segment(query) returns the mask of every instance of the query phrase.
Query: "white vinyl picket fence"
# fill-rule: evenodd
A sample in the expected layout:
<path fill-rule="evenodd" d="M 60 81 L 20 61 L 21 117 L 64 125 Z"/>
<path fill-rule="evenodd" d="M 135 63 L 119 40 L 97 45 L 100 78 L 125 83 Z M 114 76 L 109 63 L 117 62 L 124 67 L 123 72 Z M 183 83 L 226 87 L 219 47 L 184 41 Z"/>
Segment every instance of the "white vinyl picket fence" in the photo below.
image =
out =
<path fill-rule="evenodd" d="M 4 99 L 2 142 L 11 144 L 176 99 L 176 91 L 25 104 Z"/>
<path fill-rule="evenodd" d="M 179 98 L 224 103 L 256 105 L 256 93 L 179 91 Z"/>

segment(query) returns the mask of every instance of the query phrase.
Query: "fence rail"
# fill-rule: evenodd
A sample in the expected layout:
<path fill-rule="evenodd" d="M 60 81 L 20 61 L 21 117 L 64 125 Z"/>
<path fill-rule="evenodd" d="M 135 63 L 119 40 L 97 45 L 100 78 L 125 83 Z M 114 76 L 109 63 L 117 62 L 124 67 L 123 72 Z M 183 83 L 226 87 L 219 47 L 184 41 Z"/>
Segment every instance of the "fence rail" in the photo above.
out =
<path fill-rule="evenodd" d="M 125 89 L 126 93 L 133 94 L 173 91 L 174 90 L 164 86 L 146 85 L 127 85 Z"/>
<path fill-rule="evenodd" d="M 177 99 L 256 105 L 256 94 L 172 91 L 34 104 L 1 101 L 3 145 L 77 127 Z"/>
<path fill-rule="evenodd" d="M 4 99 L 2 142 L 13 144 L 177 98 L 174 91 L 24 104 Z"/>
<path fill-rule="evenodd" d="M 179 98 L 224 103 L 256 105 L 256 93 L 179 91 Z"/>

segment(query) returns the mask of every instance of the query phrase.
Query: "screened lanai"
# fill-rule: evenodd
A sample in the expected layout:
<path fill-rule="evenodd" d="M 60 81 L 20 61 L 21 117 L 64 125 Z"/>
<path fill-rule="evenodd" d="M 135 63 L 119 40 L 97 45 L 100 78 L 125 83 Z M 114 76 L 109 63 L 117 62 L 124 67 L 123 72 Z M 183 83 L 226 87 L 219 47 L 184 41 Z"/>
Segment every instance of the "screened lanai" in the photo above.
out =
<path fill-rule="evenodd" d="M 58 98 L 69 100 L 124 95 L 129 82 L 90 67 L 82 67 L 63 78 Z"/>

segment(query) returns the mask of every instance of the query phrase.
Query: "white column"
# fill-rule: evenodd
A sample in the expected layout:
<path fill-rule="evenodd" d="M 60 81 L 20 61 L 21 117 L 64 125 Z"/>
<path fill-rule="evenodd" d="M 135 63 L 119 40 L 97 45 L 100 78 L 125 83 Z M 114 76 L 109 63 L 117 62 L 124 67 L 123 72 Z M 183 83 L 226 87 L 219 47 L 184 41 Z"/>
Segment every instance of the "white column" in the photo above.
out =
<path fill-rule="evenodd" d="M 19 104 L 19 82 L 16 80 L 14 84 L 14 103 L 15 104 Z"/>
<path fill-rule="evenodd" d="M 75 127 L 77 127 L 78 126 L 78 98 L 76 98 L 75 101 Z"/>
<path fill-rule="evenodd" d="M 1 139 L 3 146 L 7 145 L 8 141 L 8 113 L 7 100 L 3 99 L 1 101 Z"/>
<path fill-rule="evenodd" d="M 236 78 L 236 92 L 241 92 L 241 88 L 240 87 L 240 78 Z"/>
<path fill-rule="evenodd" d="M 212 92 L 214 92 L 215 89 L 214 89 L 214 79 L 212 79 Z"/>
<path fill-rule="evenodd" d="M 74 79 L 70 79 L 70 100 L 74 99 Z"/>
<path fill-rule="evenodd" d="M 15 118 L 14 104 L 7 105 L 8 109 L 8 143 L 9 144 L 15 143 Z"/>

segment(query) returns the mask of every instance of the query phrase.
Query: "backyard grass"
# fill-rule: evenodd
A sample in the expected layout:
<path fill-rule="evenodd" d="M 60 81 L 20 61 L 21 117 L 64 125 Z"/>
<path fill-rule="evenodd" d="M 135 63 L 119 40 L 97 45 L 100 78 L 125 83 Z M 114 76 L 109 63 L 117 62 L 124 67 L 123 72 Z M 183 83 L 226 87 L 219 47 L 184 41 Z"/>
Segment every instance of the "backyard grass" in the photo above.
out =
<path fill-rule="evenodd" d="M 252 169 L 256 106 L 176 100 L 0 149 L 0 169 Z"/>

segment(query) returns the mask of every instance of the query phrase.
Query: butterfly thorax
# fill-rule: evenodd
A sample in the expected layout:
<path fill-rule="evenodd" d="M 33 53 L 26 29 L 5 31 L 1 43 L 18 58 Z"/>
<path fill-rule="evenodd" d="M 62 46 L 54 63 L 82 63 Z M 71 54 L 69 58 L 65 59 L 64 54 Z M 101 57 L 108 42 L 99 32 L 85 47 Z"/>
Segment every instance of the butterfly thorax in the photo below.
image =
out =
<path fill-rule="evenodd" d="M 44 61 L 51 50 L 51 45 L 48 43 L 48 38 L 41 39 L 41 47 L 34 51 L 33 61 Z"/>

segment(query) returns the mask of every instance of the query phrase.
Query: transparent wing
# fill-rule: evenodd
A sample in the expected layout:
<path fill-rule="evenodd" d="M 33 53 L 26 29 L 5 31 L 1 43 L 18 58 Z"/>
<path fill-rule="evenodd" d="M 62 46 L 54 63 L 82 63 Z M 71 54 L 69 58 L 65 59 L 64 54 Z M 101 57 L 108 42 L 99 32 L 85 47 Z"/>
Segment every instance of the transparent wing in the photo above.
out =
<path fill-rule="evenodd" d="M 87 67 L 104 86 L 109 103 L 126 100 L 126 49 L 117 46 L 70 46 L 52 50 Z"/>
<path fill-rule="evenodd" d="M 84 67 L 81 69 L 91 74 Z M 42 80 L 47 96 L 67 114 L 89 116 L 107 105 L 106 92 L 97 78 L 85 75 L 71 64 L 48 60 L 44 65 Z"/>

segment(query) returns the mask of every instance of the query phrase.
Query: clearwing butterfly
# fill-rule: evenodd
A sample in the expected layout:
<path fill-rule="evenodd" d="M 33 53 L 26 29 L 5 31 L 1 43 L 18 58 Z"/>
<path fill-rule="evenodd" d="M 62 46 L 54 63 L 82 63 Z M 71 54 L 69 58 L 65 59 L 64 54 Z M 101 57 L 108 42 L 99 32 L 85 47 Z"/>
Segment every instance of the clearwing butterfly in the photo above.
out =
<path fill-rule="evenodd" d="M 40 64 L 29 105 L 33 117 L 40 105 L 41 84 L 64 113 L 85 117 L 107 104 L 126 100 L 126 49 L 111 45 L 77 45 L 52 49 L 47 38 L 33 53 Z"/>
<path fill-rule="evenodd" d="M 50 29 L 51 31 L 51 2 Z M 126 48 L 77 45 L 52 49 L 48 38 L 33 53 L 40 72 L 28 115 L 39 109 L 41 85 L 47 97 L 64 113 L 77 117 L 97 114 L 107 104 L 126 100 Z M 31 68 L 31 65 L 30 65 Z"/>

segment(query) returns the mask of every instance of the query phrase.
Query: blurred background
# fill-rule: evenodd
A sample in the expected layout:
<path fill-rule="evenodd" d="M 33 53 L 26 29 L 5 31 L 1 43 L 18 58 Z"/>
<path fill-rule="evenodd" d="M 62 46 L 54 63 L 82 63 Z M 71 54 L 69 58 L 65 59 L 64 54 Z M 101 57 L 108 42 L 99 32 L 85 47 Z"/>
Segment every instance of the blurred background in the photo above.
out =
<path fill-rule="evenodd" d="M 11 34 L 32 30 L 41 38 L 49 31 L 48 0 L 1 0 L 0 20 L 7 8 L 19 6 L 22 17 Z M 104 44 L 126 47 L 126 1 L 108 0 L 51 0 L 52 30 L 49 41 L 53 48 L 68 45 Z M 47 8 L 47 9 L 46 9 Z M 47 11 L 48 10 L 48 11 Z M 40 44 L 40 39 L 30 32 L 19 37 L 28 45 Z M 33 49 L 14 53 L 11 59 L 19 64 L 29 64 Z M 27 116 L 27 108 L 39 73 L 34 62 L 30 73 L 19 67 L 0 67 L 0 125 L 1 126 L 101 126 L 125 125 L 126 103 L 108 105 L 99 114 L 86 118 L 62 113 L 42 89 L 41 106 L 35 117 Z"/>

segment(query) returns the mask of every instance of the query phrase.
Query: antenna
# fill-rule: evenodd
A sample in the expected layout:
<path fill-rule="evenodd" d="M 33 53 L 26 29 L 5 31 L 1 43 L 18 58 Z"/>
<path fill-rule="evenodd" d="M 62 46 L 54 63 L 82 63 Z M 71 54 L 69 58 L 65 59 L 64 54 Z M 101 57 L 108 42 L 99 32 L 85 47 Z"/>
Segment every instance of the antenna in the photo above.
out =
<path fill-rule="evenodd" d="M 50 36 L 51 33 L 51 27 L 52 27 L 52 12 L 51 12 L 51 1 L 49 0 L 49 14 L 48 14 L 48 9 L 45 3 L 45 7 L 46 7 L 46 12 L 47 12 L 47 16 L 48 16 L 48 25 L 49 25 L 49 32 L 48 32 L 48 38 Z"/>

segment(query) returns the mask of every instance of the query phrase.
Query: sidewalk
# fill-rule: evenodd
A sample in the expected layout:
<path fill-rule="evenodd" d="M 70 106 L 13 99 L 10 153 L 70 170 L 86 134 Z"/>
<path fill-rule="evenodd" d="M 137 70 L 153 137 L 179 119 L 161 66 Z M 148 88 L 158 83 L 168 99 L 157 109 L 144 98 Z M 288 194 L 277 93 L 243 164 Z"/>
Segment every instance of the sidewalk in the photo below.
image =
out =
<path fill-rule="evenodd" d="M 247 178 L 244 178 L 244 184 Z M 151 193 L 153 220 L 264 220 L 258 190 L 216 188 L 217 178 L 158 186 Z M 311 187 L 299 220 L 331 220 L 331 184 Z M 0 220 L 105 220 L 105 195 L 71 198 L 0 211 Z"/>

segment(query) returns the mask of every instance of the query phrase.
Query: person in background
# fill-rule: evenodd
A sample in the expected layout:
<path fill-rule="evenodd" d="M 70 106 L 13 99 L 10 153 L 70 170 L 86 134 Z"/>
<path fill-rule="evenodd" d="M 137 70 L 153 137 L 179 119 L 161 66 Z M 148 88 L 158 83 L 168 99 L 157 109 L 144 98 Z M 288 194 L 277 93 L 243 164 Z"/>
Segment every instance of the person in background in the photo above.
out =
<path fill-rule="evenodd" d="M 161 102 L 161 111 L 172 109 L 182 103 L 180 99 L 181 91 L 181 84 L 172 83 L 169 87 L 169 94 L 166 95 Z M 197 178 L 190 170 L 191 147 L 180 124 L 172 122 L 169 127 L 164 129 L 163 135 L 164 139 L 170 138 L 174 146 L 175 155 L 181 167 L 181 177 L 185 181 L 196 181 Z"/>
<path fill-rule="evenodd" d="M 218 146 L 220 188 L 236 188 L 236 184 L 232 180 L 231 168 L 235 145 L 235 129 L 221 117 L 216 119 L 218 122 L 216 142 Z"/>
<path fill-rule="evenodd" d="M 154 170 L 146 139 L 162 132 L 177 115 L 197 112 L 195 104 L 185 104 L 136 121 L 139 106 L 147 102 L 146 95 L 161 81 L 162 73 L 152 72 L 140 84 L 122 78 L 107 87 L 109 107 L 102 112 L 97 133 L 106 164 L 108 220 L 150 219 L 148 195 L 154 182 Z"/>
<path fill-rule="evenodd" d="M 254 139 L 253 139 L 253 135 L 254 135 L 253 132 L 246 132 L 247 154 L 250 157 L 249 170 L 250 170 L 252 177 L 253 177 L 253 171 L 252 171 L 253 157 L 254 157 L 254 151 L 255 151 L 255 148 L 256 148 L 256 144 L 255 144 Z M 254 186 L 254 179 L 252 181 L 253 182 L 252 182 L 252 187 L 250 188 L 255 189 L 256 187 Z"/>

_The exercise_
From the data above, extract every line that contains the word "column".

_Worked solution_
Query: "white column"
Segment every instance of the "white column" in the photo above.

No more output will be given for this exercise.